▸ **Exercises**:
(1) List every LaTeX environment that the proof on conditional expectation below opens with a \begin command.
(2) In the proof on conditional expectation below, which theorem gives $\bE(Z \One_G) = \bE(X \One_G)$ for all $G \in \cG$?

▸ **Page**:
_ _ _ _
By \autoref{orthproj},
there exists $z \in K$ such that
\[\bE[(X - Z)^2] = \inf \{ \bE[(X- W)^2] ~|~ W \in L^2(\cG)\}\]
and
\begin{equation}
\forall Y \in L^2(\cG) : \langle X - Z, Y\rangle = 0.
\label{lec13_boxcond}
\end{equation}
Now, if $G \in \cG$, then $Y \coloneqq \One_G \in L^2(\cG)$
and by \eqref{lec13_boxcond} $\bE[Z \One_G] = \bE[X \One_G]$.
\bigskip
Existence of $\bE(X | \cG)$ for $X \in L^1$ :
Let $X = X^+ - X^-$.
It suffices to show (a) and (b) for $X^+$.
Choose bounded random variables $X_n \ge 0$ such that $X_n \uparrow X$.
Since each $X_n \in L^2$, we can choose a version $Z_n$ of $\bE(X_n | \cG)$.
\begin{claim}
$0 \overset{\text{a.s.}}{\le} Z_n \uparrow$.
\end{claim}
\begin{subproof}
\todo{Notes}
\end{subproof}
Define $Z(\omega) \coloneqq \limsup_{n \to \infty} Z_n(\omega)$.
Then $Z$ is $\cG$-measurable and since $Z_n \uparrow Z$,
by MCT, $\bE(Z \One_G) = \bE(X \One_G)$ for all $G \in \cG$.
\end{refproof}
_ _ _ _
▸ **Data section**:
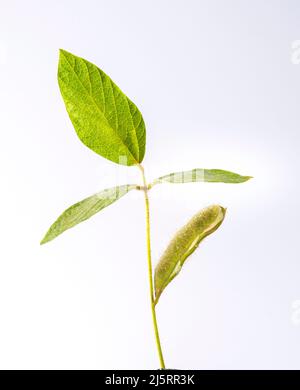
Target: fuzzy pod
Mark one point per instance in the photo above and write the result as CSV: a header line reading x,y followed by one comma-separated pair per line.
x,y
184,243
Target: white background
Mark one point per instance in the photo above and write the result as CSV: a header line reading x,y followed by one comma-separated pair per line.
_ _ _ _
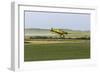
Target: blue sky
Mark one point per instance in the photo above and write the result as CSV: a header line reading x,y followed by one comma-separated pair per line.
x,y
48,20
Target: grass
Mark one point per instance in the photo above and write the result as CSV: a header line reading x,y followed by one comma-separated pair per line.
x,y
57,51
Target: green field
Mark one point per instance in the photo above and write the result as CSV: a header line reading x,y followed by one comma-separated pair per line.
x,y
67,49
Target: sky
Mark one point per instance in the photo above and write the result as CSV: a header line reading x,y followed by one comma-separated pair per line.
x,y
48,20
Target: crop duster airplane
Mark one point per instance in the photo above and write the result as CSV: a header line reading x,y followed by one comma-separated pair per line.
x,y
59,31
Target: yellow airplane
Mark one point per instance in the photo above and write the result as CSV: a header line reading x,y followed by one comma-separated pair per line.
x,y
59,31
_ _ _ _
▸ **Answers to the problems**:
(1) equation, claim, subproof

(2) MCT